Prompt
Quote the entries below word for word, from the line containing "For every instance of the background" through the end of the entries, including both ends.

Data entries

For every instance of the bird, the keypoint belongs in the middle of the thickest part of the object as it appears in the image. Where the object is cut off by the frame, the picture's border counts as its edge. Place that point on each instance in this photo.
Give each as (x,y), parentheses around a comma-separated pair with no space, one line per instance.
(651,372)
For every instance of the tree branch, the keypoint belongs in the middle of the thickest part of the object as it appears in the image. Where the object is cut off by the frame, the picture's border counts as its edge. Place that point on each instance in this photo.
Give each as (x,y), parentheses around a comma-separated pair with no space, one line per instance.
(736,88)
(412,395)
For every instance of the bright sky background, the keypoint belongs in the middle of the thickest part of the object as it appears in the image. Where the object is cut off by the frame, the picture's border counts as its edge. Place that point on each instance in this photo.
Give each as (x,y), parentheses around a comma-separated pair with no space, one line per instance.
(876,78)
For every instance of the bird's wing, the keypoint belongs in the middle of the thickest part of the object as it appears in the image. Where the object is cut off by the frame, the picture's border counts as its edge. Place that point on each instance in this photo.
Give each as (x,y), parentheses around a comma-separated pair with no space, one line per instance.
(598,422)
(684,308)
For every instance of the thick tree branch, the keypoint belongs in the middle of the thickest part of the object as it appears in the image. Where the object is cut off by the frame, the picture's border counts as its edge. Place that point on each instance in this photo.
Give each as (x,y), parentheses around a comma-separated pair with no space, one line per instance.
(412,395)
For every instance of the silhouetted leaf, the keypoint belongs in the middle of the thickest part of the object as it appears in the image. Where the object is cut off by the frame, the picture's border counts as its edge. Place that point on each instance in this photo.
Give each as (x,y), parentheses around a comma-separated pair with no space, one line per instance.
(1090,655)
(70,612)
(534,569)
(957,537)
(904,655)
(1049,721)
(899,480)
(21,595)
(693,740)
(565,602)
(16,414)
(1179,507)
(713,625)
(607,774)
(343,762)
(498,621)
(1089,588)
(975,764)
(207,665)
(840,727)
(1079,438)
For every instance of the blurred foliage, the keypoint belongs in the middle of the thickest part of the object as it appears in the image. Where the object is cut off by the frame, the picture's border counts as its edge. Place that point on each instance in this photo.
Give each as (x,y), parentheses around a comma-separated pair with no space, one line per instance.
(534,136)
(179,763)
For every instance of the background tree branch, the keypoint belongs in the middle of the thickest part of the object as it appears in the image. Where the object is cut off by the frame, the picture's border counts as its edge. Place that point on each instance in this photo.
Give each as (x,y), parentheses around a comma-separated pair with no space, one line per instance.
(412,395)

Response for this exercise
For every instance of the background tree branch, the keypoint belongs in the middle of the thickest part of the object as it appears in the image. Where the object is cut off by the frame, the picture's border counts as its edge. Place that point on each instance in this photo.
Give each as (x,y), parentheses around a comma-separated pair with no space, one line per instance.
(412,395)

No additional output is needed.